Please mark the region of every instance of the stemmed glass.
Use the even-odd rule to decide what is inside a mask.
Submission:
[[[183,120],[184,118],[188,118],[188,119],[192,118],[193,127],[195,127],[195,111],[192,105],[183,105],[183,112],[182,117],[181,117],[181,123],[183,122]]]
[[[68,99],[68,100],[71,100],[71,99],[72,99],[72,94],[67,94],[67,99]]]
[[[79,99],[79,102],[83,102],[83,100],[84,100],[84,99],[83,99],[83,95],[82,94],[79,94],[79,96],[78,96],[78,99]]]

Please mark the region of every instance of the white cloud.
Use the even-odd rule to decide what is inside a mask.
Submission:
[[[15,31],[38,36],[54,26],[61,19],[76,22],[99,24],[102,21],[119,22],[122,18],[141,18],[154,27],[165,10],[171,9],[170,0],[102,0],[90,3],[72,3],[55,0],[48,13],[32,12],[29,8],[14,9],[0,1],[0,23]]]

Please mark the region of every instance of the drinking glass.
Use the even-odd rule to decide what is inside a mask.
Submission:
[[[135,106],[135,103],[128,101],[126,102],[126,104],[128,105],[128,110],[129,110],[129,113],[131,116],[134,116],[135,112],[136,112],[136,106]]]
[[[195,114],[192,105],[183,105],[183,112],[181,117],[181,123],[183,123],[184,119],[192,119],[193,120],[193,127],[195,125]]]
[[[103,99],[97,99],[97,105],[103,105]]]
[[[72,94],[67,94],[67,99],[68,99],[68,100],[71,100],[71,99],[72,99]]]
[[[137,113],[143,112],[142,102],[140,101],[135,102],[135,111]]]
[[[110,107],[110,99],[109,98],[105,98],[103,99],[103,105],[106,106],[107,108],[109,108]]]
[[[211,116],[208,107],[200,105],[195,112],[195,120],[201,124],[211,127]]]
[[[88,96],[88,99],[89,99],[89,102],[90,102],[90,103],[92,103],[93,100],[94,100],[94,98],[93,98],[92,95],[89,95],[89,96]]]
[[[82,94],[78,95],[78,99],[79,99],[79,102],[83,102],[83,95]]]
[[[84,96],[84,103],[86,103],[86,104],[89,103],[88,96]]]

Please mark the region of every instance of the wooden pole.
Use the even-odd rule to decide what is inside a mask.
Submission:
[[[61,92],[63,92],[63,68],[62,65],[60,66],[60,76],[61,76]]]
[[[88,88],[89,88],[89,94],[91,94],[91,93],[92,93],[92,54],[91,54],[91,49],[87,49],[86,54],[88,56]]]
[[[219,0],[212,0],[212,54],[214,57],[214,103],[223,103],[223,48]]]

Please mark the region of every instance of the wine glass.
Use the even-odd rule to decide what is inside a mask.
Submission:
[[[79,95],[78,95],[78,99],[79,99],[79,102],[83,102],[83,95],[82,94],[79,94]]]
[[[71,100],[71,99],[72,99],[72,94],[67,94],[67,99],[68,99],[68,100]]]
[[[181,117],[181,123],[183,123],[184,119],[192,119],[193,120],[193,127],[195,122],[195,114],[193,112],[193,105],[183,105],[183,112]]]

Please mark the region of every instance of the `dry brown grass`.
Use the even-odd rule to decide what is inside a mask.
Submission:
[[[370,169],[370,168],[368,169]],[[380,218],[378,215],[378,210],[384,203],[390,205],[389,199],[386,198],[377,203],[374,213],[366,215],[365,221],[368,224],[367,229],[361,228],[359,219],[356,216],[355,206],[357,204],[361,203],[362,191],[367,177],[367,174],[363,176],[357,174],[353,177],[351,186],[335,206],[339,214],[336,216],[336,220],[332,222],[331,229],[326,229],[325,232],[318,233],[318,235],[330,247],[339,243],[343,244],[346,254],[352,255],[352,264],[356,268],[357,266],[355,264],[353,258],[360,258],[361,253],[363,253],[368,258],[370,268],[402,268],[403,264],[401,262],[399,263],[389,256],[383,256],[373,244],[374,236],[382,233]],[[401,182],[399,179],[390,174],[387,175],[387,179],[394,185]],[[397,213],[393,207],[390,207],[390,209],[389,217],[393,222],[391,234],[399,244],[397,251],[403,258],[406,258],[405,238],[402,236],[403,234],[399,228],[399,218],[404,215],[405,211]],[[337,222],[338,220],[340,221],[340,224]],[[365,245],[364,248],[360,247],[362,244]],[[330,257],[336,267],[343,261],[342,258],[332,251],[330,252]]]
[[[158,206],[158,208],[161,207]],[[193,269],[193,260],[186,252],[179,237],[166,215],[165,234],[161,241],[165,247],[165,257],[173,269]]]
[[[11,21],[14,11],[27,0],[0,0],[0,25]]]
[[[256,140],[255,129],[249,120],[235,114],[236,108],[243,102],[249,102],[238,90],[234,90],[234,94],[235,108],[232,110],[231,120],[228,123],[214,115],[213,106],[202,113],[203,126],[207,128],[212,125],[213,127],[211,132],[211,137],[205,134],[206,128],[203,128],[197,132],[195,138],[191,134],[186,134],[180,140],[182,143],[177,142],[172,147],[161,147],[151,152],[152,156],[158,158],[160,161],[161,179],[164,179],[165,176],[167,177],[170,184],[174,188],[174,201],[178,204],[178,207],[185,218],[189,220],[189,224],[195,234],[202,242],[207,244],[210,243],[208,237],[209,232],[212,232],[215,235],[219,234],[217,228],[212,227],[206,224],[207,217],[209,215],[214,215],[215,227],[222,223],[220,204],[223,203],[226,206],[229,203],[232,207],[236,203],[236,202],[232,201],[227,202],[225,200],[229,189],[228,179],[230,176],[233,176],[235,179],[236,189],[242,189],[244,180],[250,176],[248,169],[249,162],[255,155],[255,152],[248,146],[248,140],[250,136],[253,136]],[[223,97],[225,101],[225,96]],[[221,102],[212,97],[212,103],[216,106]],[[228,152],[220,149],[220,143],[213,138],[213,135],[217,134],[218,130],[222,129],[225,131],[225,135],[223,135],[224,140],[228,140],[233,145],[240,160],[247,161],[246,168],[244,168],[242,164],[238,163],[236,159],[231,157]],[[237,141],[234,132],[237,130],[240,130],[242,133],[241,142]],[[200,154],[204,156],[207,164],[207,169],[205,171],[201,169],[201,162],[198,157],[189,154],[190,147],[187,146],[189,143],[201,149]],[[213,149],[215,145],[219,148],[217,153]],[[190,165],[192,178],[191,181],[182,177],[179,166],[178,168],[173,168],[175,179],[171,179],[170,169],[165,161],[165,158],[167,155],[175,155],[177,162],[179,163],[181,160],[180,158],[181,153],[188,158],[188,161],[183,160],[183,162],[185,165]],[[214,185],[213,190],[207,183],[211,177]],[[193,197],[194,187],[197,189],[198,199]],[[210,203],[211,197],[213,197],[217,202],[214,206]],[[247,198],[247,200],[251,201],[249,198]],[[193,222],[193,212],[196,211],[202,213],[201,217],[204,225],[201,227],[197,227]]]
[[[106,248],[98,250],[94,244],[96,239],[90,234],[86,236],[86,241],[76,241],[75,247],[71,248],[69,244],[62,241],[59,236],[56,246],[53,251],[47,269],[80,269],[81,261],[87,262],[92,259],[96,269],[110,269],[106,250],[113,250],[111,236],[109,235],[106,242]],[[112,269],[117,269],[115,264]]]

# # # # # # #

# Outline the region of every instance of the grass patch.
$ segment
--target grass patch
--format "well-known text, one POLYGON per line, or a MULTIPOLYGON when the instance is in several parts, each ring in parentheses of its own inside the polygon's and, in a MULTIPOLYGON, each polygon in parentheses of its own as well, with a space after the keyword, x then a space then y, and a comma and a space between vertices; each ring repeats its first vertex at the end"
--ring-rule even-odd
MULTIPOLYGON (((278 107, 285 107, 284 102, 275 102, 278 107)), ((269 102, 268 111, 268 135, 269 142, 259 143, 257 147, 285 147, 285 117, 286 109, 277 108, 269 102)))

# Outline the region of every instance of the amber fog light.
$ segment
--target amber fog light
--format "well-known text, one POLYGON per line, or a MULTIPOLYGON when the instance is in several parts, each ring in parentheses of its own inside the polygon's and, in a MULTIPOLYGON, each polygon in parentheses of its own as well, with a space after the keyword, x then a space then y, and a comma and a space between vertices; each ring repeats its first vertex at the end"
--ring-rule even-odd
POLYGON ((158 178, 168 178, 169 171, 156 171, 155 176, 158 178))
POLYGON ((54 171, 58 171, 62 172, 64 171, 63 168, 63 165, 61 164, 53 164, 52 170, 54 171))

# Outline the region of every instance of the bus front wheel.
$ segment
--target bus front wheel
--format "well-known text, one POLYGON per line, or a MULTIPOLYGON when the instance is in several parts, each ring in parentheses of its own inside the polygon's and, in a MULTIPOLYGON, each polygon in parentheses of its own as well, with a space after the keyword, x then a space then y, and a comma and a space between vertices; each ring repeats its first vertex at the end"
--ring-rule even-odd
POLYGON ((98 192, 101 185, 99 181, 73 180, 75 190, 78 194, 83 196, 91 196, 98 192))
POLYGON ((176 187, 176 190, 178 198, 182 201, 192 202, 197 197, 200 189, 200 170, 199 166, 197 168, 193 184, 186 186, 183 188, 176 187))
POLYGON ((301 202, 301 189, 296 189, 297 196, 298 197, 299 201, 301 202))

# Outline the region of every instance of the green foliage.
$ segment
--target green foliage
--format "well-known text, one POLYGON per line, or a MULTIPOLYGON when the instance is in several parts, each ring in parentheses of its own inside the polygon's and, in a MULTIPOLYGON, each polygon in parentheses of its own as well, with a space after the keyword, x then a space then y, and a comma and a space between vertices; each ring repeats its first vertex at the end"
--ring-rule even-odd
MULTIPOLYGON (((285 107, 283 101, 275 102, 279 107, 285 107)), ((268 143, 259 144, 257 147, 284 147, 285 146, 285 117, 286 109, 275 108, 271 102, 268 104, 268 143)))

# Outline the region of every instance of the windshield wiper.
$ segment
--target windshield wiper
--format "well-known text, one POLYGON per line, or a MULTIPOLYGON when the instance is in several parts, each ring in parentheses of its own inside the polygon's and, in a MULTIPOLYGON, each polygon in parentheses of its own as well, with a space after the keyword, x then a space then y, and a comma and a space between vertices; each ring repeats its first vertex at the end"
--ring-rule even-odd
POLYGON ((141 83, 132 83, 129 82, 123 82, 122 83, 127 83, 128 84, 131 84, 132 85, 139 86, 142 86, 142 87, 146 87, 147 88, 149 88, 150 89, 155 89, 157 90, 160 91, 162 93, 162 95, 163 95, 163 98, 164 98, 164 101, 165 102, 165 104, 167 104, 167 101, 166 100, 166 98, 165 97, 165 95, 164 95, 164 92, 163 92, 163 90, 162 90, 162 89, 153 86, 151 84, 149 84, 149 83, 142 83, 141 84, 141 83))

# # # # # # #

**Written exercise**
Extract each line from the records above that contains the string "light". Case counts.

**Worked solution**
# Outline the region of every instance of the amber fog light.
--target amber fog light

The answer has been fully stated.